* YOUR TASK *
Copy out the data below, swapping every "written in this form" for "given in this format" and keeping everything else the same.

(Object pointing dataset rows)
---
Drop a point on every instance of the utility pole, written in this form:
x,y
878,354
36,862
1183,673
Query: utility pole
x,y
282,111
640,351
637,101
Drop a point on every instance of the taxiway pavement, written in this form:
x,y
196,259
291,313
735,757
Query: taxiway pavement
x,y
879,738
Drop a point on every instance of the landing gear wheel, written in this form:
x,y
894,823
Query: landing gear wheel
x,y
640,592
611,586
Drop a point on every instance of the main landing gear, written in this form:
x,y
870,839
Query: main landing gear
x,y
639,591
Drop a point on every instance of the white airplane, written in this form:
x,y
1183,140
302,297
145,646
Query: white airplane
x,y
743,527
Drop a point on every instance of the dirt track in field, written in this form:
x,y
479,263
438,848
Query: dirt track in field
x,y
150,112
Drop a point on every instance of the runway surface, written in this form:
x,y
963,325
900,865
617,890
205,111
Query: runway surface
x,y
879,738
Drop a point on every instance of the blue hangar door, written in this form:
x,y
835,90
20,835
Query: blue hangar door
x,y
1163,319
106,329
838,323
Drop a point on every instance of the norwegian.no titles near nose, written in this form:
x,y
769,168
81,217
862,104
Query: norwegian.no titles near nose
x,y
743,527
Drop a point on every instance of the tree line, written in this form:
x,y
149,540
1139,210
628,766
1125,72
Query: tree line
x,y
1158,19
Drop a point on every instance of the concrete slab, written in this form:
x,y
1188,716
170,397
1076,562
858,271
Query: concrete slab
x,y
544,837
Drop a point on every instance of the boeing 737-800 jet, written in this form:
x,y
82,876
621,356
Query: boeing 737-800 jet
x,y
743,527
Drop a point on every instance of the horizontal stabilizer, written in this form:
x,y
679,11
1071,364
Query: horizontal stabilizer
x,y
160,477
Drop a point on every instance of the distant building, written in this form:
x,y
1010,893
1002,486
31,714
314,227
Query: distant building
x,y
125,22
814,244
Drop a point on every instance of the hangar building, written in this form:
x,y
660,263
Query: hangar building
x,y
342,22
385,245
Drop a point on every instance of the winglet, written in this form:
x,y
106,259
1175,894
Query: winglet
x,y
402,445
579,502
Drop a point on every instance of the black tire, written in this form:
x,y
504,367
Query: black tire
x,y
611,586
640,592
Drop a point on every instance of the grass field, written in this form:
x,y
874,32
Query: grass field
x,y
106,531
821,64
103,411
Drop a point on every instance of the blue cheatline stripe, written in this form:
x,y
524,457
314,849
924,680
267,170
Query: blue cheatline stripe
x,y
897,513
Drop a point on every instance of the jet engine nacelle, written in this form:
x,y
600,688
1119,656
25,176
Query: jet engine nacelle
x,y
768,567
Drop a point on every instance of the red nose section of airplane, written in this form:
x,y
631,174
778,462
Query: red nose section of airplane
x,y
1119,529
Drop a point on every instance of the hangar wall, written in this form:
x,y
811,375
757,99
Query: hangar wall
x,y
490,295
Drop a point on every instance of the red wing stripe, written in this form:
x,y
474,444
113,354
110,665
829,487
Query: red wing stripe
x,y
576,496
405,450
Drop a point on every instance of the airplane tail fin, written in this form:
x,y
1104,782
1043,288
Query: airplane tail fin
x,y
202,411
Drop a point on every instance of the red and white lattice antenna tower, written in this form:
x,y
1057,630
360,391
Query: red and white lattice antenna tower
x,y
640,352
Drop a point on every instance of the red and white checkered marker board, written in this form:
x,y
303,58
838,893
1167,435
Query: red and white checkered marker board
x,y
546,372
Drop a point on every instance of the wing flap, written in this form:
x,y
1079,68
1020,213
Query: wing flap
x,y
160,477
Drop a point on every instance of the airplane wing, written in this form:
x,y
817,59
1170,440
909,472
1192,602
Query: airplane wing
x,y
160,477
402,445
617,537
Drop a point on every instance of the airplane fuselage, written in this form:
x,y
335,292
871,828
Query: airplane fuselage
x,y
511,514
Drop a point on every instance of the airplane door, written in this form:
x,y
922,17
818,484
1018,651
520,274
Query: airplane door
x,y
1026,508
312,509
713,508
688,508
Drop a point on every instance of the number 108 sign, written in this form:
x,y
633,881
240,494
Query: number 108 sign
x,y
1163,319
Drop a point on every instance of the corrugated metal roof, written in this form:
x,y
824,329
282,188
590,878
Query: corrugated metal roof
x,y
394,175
---
* SOLUTION FOR THIS EXERCISE *
Drop a point on every instance of the utility pole, given in this format:
x,y
878,354
36,862
1183,673
Query: utility pole
x,y
282,111
640,351
637,101
Drop a point on every instance of the taxiway pavement, given in this format:
x,y
196,259
291,313
735,757
Query: taxiway pavement
x,y
879,738
Drop a point on every instance of the landing gear wheel, given in this format:
x,y
894,823
Query: landing gear wheel
x,y
640,592
611,586
Drop a point on every instance of the main landing gear, given in this format:
x,y
870,839
Query: main landing gear
x,y
639,591
Drop a point on every instance of the white airplane, given in this format:
x,y
1183,140
302,297
145,646
Query: white airplane
x,y
743,527
Drop a point on every instance of the dirt track in field, given in this format:
x,y
479,263
438,848
Query: dirt track in field
x,y
150,112
Drop a point on every instance of the runway surface, given in this format:
x,y
963,325
900,865
617,890
205,111
Query: runway surface
x,y
879,738
Drop a point on every instance of the blue hangar door, given in this format:
x,y
835,90
20,835
Query: blue hangar door
x,y
1163,319
106,329
838,323
Drop a point on every instance of the norwegian.no titles near nose, given in this format:
x,y
769,168
81,217
862,104
Query: norwegian.no titles near nose
x,y
743,527
Drop a point on every instance of the tree line, given in this format:
x,y
149,540
1139,210
628,766
1125,72
Query: tree line
x,y
1158,19
Drop a point on every instance of the concrete slab, given in this format:
x,y
1188,716
170,397
1076,562
858,271
Query: concrete slab
x,y
544,837
Drop a point on every instance of the boeing 737-800 jet, given in this format:
x,y
82,876
621,356
Query: boeing 737-800 jet
x,y
743,527
Drop a point on every instance of the horizontal stabilizer, given in this format:
x,y
679,11
1071,364
Query: horizontal stabilizer
x,y
160,477
Drop a point on every instance of the distant building, given in this format:
x,y
1010,893
1002,486
31,714
314,227
Query: distant building
x,y
125,22
814,244
Drop a point on every instance of the hangar building, given in this format:
x,y
660,263
Query: hangar building
x,y
342,22
385,245
Drop a point on every instance of the winglet, given in this format:
x,y
106,259
1175,894
Query: winglet
x,y
402,445
579,502
Drop a point on every instance of the black tire, given in this format:
x,y
504,367
Query: black tire
x,y
611,586
640,592
Drop a point on every instance of the grass field, given in this format:
x,y
874,32
Query: grass field
x,y
106,531
821,64
103,411
Drop a point on every instance of the blue cheatline stripe, given in this format:
x,y
524,457
314,849
924,680
267,170
Query: blue cheatline stripe
x,y
897,513
Drop a point on every instance of the jet engine nacelle, given in this format:
x,y
600,688
1119,656
25,176
Query: jet engine nacelle
x,y
768,567
Drop a point on every instance of the red nose section of airplane, given in this format:
x,y
631,174
778,462
Query: red nose section of airplane
x,y
1119,529
Drop a point on every instance of the hangar wall, given in this format:
x,y
811,375
757,99
Query: hangar wall
x,y
490,295
Drop a point on every instance of the red wing stripe, given in this format:
x,y
474,444
113,354
110,665
829,487
Query: red wing stripe
x,y
576,496
405,450
Drop a point on every instance of the airplane tail fin, given in this format:
x,y
1104,782
1043,288
Query: airplane tail fin
x,y
202,411
Drop a point on every instance of the red and white lattice antenna tower, given in this format:
x,y
1057,630
360,391
Query: red and white lattice antenna tower
x,y
640,352
Drop a point on every instance of the red and white checkered marker board, given in this format:
x,y
303,58
838,893
1167,435
Query: red and white checkered marker board
x,y
546,372
Drop a point on every instance of the wing flap, given in this format:
x,y
1079,68
1020,213
Query: wing flap
x,y
160,477
Drop a point on every instance of the airplane wing, given in this format:
x,y
817,59
1170,440
909,472
1192,602
Query: airplane wing
x,y
160,477
402,445
617,537
Drop a point on every instance of the airplane fuselage, given in this format:
x,y
335,292
871,828
Query: airplane fuselage
x,y
511,514
Drop a point on every instance of the airplane door, given in this format:
x,y
922,17
818,484
1018,651
520,274
Query: airplane door
x,y
1026,508
312,509
713,508
688,508
Drop a point on every instance of the number 108 sign, given in this format:
x,y
633,881
240,494
Query: number 108 sign
x,y
1163,319
Drop a point on every instance of the corrugated metal roof, given in this format:
x,y
824,329
282,188
590,878
Query: corrugated metal roof
x,y
394,175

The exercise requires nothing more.